====== Exercise materials ======

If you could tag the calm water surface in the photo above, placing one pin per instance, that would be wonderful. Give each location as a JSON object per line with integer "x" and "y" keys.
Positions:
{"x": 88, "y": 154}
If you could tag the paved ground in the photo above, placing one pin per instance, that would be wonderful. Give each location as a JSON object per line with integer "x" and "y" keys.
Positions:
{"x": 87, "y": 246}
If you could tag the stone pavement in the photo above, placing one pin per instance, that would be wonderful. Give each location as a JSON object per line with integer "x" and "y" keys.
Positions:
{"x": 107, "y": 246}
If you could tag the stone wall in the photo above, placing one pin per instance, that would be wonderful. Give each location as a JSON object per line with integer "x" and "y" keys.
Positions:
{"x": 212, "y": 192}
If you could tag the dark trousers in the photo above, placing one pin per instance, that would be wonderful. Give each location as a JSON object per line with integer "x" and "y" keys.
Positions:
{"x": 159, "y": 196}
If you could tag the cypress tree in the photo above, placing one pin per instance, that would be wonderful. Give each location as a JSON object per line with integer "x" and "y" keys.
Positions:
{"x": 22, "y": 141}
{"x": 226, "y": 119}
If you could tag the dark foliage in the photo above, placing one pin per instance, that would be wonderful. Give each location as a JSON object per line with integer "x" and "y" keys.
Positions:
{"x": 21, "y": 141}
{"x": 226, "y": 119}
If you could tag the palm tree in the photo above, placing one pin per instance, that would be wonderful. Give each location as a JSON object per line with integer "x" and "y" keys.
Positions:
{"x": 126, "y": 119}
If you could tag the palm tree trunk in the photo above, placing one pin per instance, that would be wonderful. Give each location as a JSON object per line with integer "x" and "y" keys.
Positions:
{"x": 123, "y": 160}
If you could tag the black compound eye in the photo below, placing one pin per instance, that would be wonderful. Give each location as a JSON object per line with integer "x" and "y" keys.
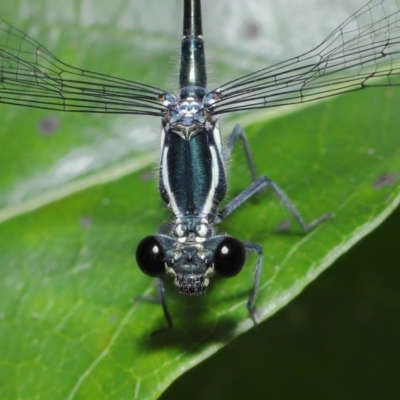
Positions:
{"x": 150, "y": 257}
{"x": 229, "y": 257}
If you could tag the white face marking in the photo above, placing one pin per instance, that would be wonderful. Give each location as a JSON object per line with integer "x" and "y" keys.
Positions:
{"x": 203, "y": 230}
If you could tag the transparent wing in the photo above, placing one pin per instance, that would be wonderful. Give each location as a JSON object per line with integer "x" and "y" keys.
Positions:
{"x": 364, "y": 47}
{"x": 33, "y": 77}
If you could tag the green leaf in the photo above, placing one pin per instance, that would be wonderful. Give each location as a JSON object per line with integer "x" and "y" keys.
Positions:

======
====== Exercise materials ======

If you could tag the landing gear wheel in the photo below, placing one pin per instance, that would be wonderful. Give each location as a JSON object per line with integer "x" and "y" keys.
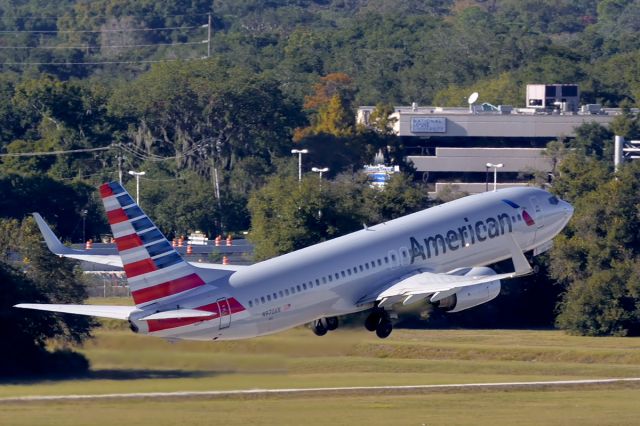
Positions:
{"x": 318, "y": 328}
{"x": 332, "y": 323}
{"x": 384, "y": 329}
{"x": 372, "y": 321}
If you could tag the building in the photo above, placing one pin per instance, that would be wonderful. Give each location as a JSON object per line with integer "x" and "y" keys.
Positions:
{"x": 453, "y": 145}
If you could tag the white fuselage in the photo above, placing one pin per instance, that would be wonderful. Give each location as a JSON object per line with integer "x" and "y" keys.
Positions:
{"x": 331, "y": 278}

======
====== Exercise materials ======

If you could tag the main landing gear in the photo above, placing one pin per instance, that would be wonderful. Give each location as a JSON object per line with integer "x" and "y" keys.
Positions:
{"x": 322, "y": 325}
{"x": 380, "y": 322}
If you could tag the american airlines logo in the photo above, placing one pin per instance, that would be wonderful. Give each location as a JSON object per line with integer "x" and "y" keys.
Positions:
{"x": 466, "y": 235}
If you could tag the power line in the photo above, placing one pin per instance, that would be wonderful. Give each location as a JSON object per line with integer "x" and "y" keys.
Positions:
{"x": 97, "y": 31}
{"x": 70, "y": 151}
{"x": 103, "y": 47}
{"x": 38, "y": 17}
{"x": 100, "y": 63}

======

• [Work order] Gather from the entries above all lines that include the string "palm".

• [Task answer]
If you could tag the palm tree in the photo above, placing one pin per instance, that would be wonderful. Give each location as a JSON object per line with integer "x" and "y" keys.
If you could tag the palm tree trunk in the photo above, placing one pin per instance, that would be wonderful. Give each location as a JSON object per line with integer "x" and "y" keys.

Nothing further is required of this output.